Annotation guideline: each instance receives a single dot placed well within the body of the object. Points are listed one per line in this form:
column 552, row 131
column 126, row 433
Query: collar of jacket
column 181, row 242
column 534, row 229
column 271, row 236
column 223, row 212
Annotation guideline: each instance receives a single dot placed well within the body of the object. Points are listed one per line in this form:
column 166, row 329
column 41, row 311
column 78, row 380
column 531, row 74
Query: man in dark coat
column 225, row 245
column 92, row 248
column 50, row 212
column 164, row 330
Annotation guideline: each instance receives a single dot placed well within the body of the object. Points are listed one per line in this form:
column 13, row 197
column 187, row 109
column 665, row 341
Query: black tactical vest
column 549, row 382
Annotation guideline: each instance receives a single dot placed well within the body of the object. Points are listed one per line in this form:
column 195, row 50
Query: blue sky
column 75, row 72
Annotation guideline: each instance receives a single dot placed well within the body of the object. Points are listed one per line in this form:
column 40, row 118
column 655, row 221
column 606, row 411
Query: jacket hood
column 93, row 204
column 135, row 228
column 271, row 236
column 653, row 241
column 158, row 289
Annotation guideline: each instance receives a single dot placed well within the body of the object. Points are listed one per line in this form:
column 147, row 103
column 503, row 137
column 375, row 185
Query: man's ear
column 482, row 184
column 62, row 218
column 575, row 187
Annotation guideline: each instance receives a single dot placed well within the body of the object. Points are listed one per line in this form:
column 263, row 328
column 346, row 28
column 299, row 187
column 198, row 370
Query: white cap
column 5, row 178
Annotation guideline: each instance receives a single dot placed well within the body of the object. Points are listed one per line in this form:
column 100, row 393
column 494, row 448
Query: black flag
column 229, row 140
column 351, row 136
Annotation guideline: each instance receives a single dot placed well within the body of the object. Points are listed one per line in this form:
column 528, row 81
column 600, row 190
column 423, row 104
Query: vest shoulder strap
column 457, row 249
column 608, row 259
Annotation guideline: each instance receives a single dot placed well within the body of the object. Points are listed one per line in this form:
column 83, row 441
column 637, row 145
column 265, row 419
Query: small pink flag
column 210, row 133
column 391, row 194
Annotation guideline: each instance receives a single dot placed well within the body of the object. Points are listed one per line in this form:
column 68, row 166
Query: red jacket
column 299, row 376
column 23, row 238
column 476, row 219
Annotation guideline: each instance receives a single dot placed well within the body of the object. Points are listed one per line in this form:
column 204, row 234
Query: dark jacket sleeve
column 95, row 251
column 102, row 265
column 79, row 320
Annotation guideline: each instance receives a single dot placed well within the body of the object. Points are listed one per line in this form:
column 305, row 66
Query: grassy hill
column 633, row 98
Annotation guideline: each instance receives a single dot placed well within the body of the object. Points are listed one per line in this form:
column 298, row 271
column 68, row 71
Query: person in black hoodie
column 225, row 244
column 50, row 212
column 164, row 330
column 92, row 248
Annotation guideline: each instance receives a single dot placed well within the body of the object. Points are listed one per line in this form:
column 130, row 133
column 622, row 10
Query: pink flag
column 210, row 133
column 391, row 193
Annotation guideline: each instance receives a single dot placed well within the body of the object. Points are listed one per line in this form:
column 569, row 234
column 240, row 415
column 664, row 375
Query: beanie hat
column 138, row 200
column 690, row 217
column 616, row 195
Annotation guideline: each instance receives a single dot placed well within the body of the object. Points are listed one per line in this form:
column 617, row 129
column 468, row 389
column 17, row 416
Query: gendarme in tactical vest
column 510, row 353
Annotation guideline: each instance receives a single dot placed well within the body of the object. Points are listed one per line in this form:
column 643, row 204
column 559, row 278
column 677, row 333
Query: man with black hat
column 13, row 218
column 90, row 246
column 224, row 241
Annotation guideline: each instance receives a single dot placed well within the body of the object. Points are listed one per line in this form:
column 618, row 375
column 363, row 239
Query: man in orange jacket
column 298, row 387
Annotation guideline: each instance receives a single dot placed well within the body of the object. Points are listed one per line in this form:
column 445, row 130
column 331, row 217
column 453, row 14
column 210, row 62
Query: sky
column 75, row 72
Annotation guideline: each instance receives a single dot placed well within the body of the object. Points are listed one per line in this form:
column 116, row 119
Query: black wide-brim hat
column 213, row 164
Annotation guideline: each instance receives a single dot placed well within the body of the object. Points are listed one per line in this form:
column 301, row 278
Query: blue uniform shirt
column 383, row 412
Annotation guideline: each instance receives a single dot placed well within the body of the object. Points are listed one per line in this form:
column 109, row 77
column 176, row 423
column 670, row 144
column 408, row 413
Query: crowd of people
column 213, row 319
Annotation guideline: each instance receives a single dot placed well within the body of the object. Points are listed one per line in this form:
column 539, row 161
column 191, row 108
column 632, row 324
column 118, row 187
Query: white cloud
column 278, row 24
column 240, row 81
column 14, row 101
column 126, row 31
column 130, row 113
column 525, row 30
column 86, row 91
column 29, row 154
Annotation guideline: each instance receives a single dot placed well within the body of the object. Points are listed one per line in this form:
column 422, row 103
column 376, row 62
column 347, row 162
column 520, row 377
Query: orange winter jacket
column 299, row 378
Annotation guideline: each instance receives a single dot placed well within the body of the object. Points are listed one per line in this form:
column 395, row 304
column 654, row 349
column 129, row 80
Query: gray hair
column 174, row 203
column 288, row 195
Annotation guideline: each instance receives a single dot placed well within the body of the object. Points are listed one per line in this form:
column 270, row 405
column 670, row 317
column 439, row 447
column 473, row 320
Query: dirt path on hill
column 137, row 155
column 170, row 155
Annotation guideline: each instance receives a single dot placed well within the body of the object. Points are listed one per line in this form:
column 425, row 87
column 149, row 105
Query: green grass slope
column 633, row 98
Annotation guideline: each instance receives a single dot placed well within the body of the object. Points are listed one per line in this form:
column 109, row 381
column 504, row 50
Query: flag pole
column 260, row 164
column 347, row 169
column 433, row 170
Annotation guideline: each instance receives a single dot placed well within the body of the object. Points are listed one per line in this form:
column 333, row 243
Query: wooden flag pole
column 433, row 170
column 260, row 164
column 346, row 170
────────────────
* YOUR INSTRUCTIONS *
Please output the exact lines of the records above, beginning with the first and stopping after the line that holds "column 40, row 118", and nothing else.

* EXERCISE RESULT *
Annotation guideline: each instance receives a single dot placed well within the body of the object. Points are listed one per line in this form:
column 552, row 131
column 126, row 433
Query: collar of jacket
column 181, row 242
column 534, row 229
column 271, row 236
column 223, row 212
Annotation guideline: each instance receives a single dot placed well within the body of the object. Points are listed one per line in this form:
column 166, row 329
column 41, row 311
column 78, row 380
column 531, row 74
Query: man in dark coat
column 225, row 245
column 92, row 248
column 50, row 212
column 164, row 330
Annotation guideline: each instance receives a single dot placed well within the body of the object. Points are listed one per line in this form:
column 13, row 197
column 187, row 109
column 665, row 341
Query: black tactical vest
column 549, row 382
Annotation guideline: each instance receives a single dot placed well within the body of the object. Points are listed one per line in this form:
column 195, row 50
Query: blue sky
column 75, row 72
Annotation guideline: each instance receives a single dot placed well within the body of the object. Points are listed one per line in this form:
column 40, row 118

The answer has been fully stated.